**Supplied records**
"""
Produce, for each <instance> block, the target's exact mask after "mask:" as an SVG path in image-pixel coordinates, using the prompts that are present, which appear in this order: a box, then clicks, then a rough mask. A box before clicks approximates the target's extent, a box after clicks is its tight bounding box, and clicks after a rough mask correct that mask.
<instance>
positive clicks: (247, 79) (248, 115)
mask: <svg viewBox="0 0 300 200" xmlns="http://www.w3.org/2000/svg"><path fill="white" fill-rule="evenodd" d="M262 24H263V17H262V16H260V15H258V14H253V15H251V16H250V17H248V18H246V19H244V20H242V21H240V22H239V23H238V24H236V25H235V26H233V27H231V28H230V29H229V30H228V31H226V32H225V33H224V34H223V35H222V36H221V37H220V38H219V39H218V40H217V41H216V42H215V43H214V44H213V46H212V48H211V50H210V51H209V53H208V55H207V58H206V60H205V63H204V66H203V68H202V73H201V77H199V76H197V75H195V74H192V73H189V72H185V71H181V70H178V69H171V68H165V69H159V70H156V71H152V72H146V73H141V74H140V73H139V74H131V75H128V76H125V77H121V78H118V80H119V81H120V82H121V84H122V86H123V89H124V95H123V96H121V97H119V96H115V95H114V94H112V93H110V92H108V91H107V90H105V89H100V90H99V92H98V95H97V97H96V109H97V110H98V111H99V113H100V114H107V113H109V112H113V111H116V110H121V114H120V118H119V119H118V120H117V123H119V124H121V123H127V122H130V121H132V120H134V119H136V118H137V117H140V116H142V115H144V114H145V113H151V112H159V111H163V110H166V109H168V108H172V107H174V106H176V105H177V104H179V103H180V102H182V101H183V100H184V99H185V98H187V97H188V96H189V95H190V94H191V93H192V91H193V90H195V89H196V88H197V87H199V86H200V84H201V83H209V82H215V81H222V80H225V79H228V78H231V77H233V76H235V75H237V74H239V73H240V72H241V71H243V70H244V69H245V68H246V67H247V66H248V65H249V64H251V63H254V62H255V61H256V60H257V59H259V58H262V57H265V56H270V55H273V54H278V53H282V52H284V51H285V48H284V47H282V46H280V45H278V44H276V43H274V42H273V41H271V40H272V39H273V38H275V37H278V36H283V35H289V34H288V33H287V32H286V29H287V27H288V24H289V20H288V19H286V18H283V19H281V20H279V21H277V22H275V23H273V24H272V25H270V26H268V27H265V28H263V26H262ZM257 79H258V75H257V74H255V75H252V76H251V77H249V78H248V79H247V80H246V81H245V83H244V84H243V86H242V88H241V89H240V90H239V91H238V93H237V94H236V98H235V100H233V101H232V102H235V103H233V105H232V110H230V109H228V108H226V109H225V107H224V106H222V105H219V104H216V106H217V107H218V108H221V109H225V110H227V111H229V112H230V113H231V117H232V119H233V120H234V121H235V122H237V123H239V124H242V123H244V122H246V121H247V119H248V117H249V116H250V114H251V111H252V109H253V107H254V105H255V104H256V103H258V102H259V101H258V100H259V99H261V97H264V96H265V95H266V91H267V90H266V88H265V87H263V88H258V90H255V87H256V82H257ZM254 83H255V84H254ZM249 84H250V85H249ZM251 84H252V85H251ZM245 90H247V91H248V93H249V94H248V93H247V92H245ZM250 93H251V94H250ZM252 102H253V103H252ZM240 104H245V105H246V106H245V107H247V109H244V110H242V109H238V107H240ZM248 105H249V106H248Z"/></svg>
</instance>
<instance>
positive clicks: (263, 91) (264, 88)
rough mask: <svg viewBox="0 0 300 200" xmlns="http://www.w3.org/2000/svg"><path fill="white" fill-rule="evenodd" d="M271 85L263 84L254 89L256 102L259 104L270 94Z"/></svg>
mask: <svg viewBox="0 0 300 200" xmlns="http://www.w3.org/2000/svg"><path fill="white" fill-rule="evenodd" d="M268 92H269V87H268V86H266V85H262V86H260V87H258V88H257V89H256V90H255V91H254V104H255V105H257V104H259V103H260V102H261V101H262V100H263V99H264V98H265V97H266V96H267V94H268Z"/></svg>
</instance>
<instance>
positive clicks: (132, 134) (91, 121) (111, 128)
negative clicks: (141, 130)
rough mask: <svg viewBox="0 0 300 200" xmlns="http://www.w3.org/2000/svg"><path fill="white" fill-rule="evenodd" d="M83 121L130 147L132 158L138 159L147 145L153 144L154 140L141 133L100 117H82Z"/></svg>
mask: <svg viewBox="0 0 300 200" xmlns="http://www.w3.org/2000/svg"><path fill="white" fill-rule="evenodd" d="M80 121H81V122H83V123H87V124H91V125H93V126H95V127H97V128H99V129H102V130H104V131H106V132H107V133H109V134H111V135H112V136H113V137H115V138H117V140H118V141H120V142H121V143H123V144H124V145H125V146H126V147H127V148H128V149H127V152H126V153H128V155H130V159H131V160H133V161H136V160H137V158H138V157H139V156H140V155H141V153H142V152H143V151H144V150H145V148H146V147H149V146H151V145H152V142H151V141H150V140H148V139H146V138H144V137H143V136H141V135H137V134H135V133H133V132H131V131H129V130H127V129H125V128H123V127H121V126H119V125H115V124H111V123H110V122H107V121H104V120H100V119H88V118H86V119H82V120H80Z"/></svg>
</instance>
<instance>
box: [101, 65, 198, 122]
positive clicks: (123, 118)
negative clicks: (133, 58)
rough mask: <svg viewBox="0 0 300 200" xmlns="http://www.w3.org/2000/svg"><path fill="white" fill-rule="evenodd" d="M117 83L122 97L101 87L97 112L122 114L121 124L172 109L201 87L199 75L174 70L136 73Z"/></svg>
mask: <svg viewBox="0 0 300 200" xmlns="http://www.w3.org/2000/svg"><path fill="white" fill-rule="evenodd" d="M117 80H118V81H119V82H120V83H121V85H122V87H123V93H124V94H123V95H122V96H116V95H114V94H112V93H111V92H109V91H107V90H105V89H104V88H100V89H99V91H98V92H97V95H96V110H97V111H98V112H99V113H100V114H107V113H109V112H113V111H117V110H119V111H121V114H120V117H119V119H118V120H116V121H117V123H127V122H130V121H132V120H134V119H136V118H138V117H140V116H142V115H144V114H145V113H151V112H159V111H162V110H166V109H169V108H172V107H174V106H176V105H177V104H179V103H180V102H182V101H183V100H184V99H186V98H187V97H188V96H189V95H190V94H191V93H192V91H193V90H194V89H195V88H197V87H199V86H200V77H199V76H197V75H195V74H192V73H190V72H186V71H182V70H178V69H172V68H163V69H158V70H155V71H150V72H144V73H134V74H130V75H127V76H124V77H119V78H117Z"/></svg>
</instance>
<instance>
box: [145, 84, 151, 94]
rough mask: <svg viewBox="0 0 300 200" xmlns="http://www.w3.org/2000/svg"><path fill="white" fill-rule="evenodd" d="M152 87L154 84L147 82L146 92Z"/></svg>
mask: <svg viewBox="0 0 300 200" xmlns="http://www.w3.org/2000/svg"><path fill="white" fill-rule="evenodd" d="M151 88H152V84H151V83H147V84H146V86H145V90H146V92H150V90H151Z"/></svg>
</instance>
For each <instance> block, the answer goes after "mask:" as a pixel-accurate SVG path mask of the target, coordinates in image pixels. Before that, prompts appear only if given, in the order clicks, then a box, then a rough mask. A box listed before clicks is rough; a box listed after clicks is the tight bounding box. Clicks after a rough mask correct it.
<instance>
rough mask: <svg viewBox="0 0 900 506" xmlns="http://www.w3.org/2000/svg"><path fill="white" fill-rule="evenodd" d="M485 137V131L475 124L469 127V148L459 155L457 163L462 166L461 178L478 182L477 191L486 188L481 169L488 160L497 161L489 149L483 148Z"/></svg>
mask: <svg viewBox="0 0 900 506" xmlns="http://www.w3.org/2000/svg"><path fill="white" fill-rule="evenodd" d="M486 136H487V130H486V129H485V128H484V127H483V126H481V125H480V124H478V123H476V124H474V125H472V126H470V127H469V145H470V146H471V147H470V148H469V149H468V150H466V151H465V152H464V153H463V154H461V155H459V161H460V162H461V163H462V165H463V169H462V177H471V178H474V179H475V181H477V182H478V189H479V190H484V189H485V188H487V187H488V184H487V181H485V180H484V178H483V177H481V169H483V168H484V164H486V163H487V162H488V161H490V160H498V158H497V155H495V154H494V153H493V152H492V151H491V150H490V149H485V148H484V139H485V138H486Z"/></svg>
"""
**Assignment**
Where a line in the records above contains the word "bounding", copy that line.

**Response box**
Produce, for each <instance> block, the target's exact mask after "mask:" as an SVG path in image-pixel coordinates, using the prompts that are present, which appear in this order: a box, then clicks, then a rough mask. A box before clicks approximates the target's extent, a box after clicks is its tight bounding box, and clicks after a rough mask correct that mask.
For each <instance> block, the answer goes after "mask:" as a pixel-accurate SVG path mask of the target, coordinates in image pixels. Before that, prompts appear only if given, in the order clicks, then a box, then a rough mask. A box listed before clicks is rough; a box listed after clicks is the tight bounding box. Clicks after a rough mask correct it.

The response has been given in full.